Brent crude oil prices rose more than $1 per barrel on Monday after Iran and six world powers fell short of reaching a deal on Tehran's nuclear program.
Sanctions against Iran have helped support Brent prices by removing more than 1 million barrels per day (bpd) of oil from world markets. Any rise in Iranian supply could push oil prices lower, analysts say.
Talks between Iran and western nations will resume on Nov. 20. In the meantime, Iran said it would allow United Nations inspectors "managed access" to a uranium mine and heavy-water plant within three months.
"If we do get an agreement, where they ease some of the sanctions, you'll see that reflected in the price of Brent," said Gene McGillian, analyst with Tradition Energy in Stamford, Connecticut. "Time will tell whether the Iranians will let people in to explore their nuclear sites."
Brent settled $1.28 per barrel higher at $106.40, after trading as high as $106.47. On Friday, Brent hit a four-month low, then rebounded to close the day up $1.66 but posted a fourth straight weekly decline.

**What you need to do:**
- A) List every dollar amount that appears in the Brent crude report.
- B) According to the Brent crude report, on what date will talks between Iran and western nations resume?
- C) Write a continuation of the Brent crude report, starting after its final sentence.
The data entries that come next have no connection to the Brent crude report.

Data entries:
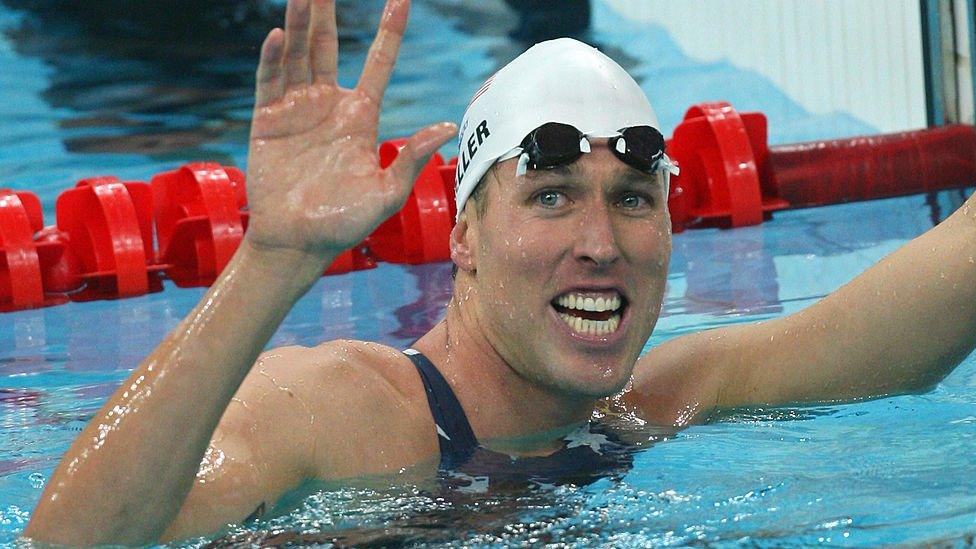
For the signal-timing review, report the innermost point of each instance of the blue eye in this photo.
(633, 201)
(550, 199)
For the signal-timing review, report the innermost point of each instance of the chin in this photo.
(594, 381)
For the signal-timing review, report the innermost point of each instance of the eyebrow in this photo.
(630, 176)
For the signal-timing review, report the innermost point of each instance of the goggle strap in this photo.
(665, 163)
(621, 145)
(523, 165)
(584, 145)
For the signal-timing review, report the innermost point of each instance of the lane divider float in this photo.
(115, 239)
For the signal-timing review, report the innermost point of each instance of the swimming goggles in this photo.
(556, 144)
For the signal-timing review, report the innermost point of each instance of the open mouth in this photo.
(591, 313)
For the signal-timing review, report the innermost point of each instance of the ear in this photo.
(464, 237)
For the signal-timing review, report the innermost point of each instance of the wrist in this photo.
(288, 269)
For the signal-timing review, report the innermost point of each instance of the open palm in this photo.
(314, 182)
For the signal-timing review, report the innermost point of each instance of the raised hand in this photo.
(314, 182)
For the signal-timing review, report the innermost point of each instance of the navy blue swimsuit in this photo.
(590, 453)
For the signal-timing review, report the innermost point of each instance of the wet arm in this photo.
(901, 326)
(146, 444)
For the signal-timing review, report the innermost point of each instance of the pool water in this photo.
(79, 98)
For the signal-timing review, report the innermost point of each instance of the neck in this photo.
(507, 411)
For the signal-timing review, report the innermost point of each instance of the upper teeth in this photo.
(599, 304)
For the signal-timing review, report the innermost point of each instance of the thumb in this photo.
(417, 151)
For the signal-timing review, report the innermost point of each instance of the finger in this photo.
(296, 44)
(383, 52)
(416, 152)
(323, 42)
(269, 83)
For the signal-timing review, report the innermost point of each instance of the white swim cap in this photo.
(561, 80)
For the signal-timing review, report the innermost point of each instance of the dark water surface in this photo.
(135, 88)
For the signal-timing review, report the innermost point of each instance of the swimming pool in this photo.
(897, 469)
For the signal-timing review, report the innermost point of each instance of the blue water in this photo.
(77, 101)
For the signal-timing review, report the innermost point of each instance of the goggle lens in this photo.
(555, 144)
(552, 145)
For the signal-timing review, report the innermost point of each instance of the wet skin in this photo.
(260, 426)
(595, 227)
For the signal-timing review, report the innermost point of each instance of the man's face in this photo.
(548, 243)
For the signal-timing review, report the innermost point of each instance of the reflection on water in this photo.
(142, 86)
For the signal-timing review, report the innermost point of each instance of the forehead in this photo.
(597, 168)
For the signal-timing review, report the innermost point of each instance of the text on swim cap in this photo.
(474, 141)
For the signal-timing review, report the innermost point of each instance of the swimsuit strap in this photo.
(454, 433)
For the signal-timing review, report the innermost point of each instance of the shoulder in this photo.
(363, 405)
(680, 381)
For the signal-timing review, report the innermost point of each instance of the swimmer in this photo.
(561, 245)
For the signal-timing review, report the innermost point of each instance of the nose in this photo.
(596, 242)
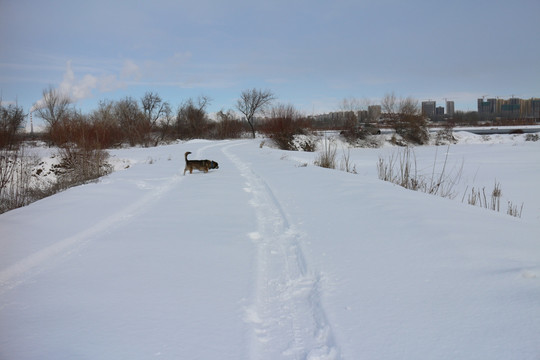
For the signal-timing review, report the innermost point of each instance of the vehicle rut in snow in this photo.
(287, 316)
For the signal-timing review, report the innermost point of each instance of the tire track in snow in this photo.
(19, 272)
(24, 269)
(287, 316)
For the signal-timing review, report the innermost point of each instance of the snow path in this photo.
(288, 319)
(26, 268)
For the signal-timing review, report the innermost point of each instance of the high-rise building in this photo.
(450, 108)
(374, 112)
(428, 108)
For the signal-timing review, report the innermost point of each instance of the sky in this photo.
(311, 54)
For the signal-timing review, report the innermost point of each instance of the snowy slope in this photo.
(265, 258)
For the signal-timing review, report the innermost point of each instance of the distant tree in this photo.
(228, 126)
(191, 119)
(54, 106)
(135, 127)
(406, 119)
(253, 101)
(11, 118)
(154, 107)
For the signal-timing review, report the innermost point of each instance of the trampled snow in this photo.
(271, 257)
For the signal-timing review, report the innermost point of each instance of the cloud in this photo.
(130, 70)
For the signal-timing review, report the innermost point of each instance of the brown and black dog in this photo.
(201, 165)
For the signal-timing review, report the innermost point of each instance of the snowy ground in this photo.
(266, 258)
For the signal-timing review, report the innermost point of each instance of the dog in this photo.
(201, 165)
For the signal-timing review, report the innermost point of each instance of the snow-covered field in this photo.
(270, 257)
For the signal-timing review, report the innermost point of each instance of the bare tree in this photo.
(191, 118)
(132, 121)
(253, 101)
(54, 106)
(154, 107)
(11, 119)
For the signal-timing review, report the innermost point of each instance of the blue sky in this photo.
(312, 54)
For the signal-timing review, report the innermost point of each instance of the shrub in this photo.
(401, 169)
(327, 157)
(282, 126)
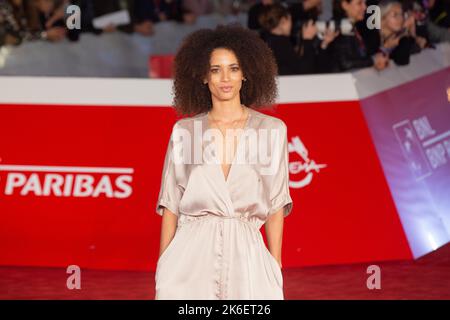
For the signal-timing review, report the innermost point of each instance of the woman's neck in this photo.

**Answers in order:**
- A) $1, $1.28, $106.40, $106.47, $1.66

- B) Nov. 20

- C)
U.S. crude settled 54 cents higher at $95.14 a barrel, after touching a high of $95.38. The contract breached the 10-day moving average of $95.26 in intraday trading for the first time in three weeks.
Brent prices was supported by traders covering short positions ahead of the December contract expiry on Thursday. Money managers cut their net long position for the second week in a row, government data showed on Friday.
"Ultimately we were oversold," said Rich Ilczyszyn, chief market strategist at iitrader.com in Chicago. "We're getting close to expiration. If you're short, you have to buy it back."
Brent's premium over U.S. oil futures <CL-LCO1=R> widened by 74 cents to settled at $11.26 per barrel. During the session it widened by as much as $1.17 per barrel to $11.69.
Oil also got a lift from stronger gasoline prices. The front-month RBOB contract settled above the 10-and-15 day moving averages, 4.31 cents higher, at $2.5965 per gallon.
Oil was also supported by a weaker dollar. The dollar index was off a two-month high and down 0.3 percent at 81.092. A weaker dollar makes commodities priced in the greenback less expensive for overseas investors.
Talks that included the United States, Russia, China, Britain, Germany, France and Iran ended in Geneva on Saturday failing to produce an agreement on Iran's nuclear program.
France hinted the proposal under discussion did not sufficiently neutralize the threat of an Iranian nuclear bomb. British Foreign Secretary William Hague said there will be pressure to intensify sanctions on Iran if no nuclear deal is reached.
U.S. Secretary of State John Kerry said he hoped an agreement on Iran's disputed nuclear program would be signed within months.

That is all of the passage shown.